Exercise prompt: Print the complete set of entries exactly.

BEGIN

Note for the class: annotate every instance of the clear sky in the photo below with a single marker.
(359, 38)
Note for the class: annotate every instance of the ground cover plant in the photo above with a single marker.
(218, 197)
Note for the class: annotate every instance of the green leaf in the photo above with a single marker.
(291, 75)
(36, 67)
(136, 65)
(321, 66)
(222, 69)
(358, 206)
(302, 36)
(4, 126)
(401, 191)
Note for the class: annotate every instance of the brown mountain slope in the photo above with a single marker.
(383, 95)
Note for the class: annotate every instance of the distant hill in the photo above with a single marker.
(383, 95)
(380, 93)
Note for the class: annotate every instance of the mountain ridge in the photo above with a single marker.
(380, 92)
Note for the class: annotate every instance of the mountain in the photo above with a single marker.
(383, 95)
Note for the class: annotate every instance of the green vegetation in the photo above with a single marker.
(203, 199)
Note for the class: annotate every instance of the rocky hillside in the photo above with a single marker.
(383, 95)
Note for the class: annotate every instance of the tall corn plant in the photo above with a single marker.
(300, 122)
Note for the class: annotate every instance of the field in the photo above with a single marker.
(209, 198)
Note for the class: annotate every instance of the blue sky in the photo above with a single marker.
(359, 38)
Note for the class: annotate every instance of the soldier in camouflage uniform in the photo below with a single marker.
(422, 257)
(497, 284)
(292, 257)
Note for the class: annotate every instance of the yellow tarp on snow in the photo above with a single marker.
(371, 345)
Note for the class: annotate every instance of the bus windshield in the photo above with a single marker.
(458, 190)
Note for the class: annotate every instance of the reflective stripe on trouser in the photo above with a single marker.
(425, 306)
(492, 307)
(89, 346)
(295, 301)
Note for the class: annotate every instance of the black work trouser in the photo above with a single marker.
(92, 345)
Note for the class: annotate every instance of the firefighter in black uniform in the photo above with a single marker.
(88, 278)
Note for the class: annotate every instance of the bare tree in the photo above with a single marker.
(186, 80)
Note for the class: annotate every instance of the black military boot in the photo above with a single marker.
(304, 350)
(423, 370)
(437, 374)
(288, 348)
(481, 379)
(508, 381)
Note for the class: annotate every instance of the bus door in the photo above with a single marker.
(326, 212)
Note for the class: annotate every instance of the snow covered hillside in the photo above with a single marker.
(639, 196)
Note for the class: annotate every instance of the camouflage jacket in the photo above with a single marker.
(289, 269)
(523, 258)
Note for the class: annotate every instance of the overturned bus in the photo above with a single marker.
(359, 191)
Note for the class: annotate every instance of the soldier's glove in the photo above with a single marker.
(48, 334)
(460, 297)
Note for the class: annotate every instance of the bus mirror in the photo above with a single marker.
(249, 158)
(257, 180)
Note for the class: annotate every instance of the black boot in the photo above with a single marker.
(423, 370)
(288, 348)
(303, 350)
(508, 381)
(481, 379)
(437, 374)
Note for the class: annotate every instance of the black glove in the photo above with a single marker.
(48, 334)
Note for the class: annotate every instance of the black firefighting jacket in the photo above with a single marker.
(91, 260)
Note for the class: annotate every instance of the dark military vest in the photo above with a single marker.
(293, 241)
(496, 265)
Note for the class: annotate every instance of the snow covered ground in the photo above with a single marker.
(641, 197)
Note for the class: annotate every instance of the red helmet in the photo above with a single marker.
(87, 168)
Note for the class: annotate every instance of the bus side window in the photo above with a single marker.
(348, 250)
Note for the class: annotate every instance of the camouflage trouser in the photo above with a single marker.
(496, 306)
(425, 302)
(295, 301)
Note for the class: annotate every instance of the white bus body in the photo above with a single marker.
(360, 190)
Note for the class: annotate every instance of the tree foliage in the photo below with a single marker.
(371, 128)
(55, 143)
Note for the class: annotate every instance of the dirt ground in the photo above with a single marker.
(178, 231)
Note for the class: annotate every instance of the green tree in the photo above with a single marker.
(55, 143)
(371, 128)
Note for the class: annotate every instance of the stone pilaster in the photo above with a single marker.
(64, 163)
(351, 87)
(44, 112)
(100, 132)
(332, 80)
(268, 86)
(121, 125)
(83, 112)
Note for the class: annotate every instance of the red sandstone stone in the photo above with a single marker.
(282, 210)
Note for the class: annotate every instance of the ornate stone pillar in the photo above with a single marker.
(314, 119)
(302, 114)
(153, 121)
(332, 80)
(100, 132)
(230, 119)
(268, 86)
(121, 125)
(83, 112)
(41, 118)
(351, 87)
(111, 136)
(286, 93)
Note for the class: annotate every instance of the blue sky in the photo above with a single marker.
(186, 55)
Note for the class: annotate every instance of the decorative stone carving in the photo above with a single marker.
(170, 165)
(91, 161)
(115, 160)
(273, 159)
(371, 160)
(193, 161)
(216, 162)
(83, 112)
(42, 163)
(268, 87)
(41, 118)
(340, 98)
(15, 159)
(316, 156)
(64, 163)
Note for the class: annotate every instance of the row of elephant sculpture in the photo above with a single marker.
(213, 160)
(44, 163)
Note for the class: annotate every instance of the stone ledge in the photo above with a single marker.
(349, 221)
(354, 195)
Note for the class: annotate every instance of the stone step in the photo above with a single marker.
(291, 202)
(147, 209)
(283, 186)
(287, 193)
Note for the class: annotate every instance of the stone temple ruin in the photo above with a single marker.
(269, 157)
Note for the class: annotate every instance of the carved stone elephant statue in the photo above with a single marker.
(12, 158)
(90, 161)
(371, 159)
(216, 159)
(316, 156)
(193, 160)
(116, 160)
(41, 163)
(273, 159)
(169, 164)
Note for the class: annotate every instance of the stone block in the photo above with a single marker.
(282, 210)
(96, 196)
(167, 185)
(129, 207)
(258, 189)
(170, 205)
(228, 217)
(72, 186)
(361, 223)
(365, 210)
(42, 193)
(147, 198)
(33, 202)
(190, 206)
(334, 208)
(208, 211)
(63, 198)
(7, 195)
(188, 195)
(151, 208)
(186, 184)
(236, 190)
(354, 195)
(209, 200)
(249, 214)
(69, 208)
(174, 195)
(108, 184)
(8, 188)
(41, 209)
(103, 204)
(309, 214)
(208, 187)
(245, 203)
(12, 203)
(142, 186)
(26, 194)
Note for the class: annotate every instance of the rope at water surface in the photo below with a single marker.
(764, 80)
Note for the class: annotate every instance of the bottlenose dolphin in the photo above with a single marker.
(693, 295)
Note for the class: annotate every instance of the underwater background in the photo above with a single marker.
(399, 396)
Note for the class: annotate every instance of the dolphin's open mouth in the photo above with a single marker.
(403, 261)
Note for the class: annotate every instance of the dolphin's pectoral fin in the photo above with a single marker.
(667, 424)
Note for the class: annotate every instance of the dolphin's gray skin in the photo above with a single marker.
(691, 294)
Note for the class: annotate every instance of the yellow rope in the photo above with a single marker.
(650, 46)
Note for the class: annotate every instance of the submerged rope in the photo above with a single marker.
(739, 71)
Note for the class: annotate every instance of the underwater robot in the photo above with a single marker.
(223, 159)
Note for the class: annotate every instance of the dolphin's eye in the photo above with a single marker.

END

Answer:
Note for the class: annotate every instance of the clear sky in the photo below with a single marker.
(359, 38)
Note for the class: annotate every instance of the ground cover plant in the photo above with a single marker.
(218, 197)
Note for the class: annotate every instance of the green leaf in the photo above with a single marker.
(291, 75)
(36, 67)
(136, 65)
(321, 66)
(222, 69)
(358, 206)
(302, 36)
(4, 126)
(401, 191)
Note for the class: annotate every instance of the brown mountain slope in the photo above with a single marker.
(383, 95)
Note for the class: annotate every instance of the distant hill in the photo above with a single marker.
(383, 95)
(380, 93)
Note for the class: annotate every instance of the mountain ridge in the photo above with a single marker.
(380, 92)
Note for the class: annotate every instance of the mountain in the photo above with a single marker.
(383, 95)
Note for the class: annotate every instance of the green vegetation in the photo above with a single marker.
(203, 199)
Note for the class: annotate every instance of the rocky hillside in the photo above with a single marker.
(383, 95)
Note for the class: annotate every instance of the tall corn plant in the photo above with a single marker.
(300, 122)
Note for the class: annotate every instance of the field in the photo above with a single marker.
(209, 198)
Note for the class: annotate every instance of the blue sky in the photo above with a single marker.
(359, 38)
Note for the class: annotate every instance of the soldier in camouflage uniform in the photo below with a single marker.
(422, 257)
(497, 284)
(292, 257)
Note for the class: annotate every instance of the yellow tarp on snow in the photo above with a single marker.
(371, 345)
Note for the class: annotate every instance of the bus windshield in the photo above with a single marker.
(458, 190)
Note for the class: annotate every instance of the reflective stripe on trouser in the photo above with a single marker.
(425, 306)
(492, 307)
(89, 346)
(295, 301)
Note for the class: annotate every instance of the black work trouser in the photo above with a single marker.
(92, 345)
Note for the class: annotate every instance of the firefighter in black uniform in the photo above with a single marker.
(88, 278)
Note for the class: annotate every instance of the bare tree in the photo above with a single marker.
(186, 80)
Note for the class: annotate every instance of the black military boot in the photo above with a single marker.
(304, 350)
(423, 370)
(437, 374)
(288, 348)
(481, 379)
(508, 381)
Note for the class: annotate every instance of the bus door in the photo above with a single marker.
(326, 212)
Note for the class: annotate every instance of the snow covered hillside in the photo above with a single marker.
(639, 196)
Note for the class: annotate every instance of the camouflage jacket in the photo above with a single marker.
(289, 269)
(523, 258)
Note for the class: annotate every instance of the overturned bus in the photo above with a single marker.
(359, 191)
Note for the class: annotate every instance of the soldier's glove in the photo above with a single marker.
(48, 334)
(460, 297)
Note for the class: annotate every instance of the bus mirror in the photo above with a single marker.
(249, 158)
(257, 180)
Note for the class: annotate every instance of the black boot in the photo above with a single marker.
(423, 370)
(288, 348)
(303, 350)
(508, 381)
(481, 379)
(437, 374)
Note for the class: annotate every instance of the black glove in the photo above with a single marker.
(48, 334)
Note for the class: annotate every instance of the black firefighting jacket in the photo above with a single marker.
(91, 260)
Note for the class: annotate every instance of the dark military vest in the photo above with a single marker.
(293, 241)
(496, 265)
Note for the class: annotate every instance of the snow covered ground in the photo above with a single marker.
(641, 197)
Note for the class: annotate every instance of the red helmet in the photo above with a single marker.
(87, 168)
Note for the class: annotate every instance of the bus side window in the photo above with a single marker.
(348, 250)
Note for the class: annotate every instance of the camouflage trouser in the photo above with a single marker.
(496, 306)
(425, 302)
(295, 301)
Note for the class: annotate every instance of the white bus body in the photo above with a single marker.
(360, 190)
Note for the class: annotate every instance of the tree foliage in the photo below with a single marker.
(371, 128)
(55, 143)
Note for the class: annotate every instance of the dirt ground in the photo above with a single marker.
(178, 231)
Note for the class: annotate every instance of the green tree in the photo above with a single marker.
(55, 143)
(371, 128)
Note for the class: annotate every instance of the stone pilaster in the photo above with a single marker.
(64, 163)
(351, 87)
(44, 112)
(100, 132)
(332, 80)
(268, 86)
(121, 125)
(83, 112)
Note for the class: annotate every instance of the red sandstone stone in the photo above with a single marker.
(282, 210)
Note for the class: annotate every instance of the ornate stone pillar in the photo above with a single marker.
(314, 119)
(302, 114)
(153, 121)
(332, 80)
(100, 132)
(230, 119)
(268, 86)
(121, 125)
(83, 112)
(41, 118)
(351, 87)
(111, 136)
(286, 93)
Note for the class: annotate every instance of the blue sky in the photo above with a single marker.
(186, 55)
Note for the class: annotate every instance of the decorative stone carving in the photo above with a single marker.
(170, 165)
(91, 161)
(115, 160)
(273, 159)
(371, 160)
(193, 161)
(216, 162)
(83, 112)
(42, 163)
(268, 87)
(41, 118)
(340, 98)
(15, 159)
(316, 156)
(64, 163)
Note for the class: annotate every instance of the row of elephant sculpture in the photo above with a single marker.
(213, 160)
(44, 163)
Note for the class: annotate every instance of the stone ledge in the photo above with a single marker.
(349, 221)
(354, 195)
Note for the class: annotate every instance of the stone step in the photo above with a single marker.
(291, 202)
(147, 209)
(283, 186)
(287, 193)
Note for the class: annotate every instance of the stone temple ruin in the photo above with a single marker.
(269, 157)
Note for the class: annotate every instance of the carved stone elephant statue in the photo above with a single marker.
(12, 158)
(90, 161)
(371, 159)
(216, 159)
(316, 156)
(193, 160)
(116, 160)
(41, 163)
(273, 159)
(169, 164)
Note for the class: annotate every instance of the stone block in the photo above with a single marker.
(282, 210)
(96, 196)
(167, 185)
(129, 207)
(258, 189)
(170, 205)
(228, 217)
(72, 186)
(361, 223)
(365, 210)
(42, 193)
(147, 198)
(33, 202)
(190, 206)
(334, 208)
(208, 211)
(63, 198)
(7, 195)
(188, 195)
(151, 208)
(186, 184)
(236, 190)
(354, 195)
(209, 200)
(249, 214)
(69, 208)
(174, 195)
(108, 184)
(8, 188)
(41, 209)
(103, 204)
(309, 214)
(208, 187)
(245, 203)
(12, 203)
(142, 186)
(26, 194)
Note for the class: annotate every instance of the rope at water surface in the photo below with a single marker.
(764, 80)
Note for the class: annotate every instance of the bottlenose dolphin in the photo above with a single marker.
(693, 295)
Note for the class: annotate every instance of the underwater background in the photo above with a single marker.
(399, 396)
Note for the class: annotate every instance of the dolphin's open mouth in the photo above with a single marker.
(403, 261)
Note for the class: annotate every instance of the dolphin's pectoral fin in the photo above with a single marker.
(667, 424)
Note for the class: annotate every instance of the dolphin's gray skin in the photo above with a single marker.
(691, 294)
Note for the class: annotate every instance of the yellow rope in the photo above with a single marker.
(650, 46)
Note for the class: annotate every instance of the submerged rope in the photo above with a single marker.
(739, 71)
Note for the class: annotate every instance of the underwater robot in the photo above with a single marker.
(223, 159)
Note for the class: annotate every instance of the dolphin's eye in the photo above with a single marker.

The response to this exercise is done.